------ Records shown
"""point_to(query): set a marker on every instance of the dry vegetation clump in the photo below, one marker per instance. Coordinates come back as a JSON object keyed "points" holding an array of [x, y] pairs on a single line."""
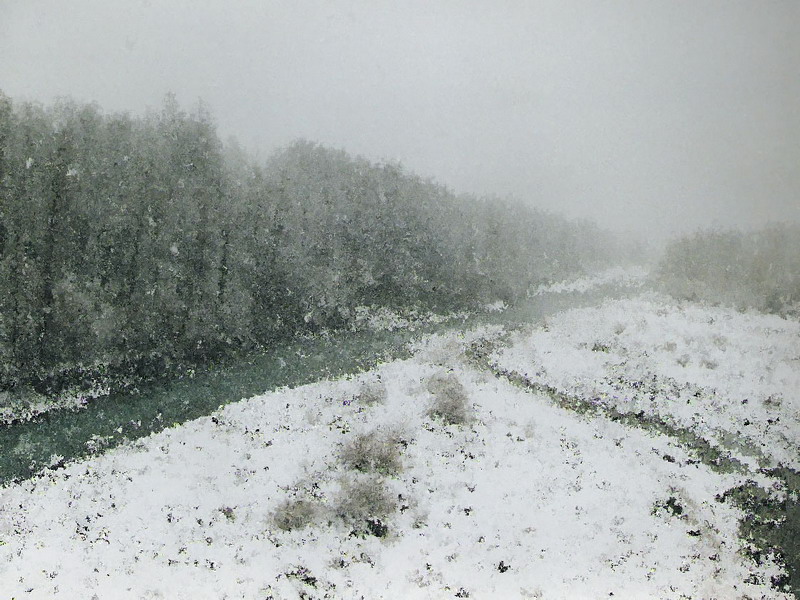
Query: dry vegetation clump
{"points": [[371, 392], [364, 502], [373, 452], [295, 513], [450, 400]]}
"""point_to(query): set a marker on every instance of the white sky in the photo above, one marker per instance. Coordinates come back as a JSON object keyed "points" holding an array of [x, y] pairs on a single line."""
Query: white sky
{"points": [[653, 115]]}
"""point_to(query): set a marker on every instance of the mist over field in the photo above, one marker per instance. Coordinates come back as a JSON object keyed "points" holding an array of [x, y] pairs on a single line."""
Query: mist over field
{"points": [[651, 117], [399, 300]]}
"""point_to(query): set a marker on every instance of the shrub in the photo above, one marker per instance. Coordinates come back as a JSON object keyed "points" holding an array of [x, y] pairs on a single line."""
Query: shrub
{"points": [[363, 501], [450, 403], [378, 452], [372, 391], [294, 514]]}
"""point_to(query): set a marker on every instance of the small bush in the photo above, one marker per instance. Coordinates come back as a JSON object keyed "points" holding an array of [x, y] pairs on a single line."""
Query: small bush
{"points": [[363, 499], [294, 514], [372, 391], [451, 402], [378, 452]]}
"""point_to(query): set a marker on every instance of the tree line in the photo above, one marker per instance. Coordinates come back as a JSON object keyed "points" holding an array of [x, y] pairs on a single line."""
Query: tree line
{"points": [[758, 269], [131, 244]]}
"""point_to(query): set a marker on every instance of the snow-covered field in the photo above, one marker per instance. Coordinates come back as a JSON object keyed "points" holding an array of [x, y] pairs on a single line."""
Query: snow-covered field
{"points": [[353, 488]]}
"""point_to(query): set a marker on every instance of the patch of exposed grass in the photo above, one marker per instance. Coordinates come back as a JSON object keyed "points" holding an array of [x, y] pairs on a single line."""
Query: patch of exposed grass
{"points": [[450, 400], [373, 452], [771, 523]]}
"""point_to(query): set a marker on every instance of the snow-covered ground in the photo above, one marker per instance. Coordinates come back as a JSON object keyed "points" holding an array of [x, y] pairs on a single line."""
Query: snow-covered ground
{"points": [[351, 488], [731, 377]]}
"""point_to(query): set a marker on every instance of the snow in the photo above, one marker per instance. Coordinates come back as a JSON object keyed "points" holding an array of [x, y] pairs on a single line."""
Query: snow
{"points": [[726, 374], [527, 500]]}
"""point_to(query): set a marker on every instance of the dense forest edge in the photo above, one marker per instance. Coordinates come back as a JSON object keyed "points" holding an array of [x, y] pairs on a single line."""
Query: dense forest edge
{"points": [[137, 246]]}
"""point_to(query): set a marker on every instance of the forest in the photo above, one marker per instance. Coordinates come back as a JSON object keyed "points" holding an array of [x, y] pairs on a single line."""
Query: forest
{"points": [[132, 246]]}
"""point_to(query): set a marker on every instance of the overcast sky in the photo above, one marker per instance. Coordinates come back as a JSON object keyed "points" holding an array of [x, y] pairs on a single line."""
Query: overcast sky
{"points": [[653, 115]]}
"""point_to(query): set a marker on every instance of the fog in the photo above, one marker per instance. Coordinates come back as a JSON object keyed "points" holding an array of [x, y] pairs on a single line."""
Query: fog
{"points": [[656, 116]]}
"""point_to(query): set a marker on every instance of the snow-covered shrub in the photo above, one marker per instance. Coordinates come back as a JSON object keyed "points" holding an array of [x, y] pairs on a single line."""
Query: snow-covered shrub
{"points": [[364, 502], [373, 452], [450, 400], [295, 513], [371, 391]]}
------------
■ Exercise instructions
Reproduce word for word the lines of the listing from the line containing "of the overcast" through the end of the listing, including both the first and last lines.

■ Result of this task
"""point_to(query): set a marker on every instance of the overcast sky in the photo above, one marker per instance. Coordinates come back as a JSON object keyed "points" holding an array of [x, y] pairs on a single line."""
Query: overcast sky
{"points": [[653, 115]]}
"""point_to(query): set a marker on every instance of the fog in the photo above, one marker per instance. Coordinates come back as a JSON object keyed "points" holding an array of [x, y] pairs on a single line."""
Query: fog
{"points": [[656, 116]]}
"""point_to(query): set a marker on every instance of the snow-covered shrub in the photo above, one marker per instance. Coordinates come back as a JSON object keyed "points" holding an array of [x, y] pairs on a single line."""
Query: snow-covered shrub
{"points": [[364, 502], [373, 452], [450, 400], [295, 513], [371, 391]]}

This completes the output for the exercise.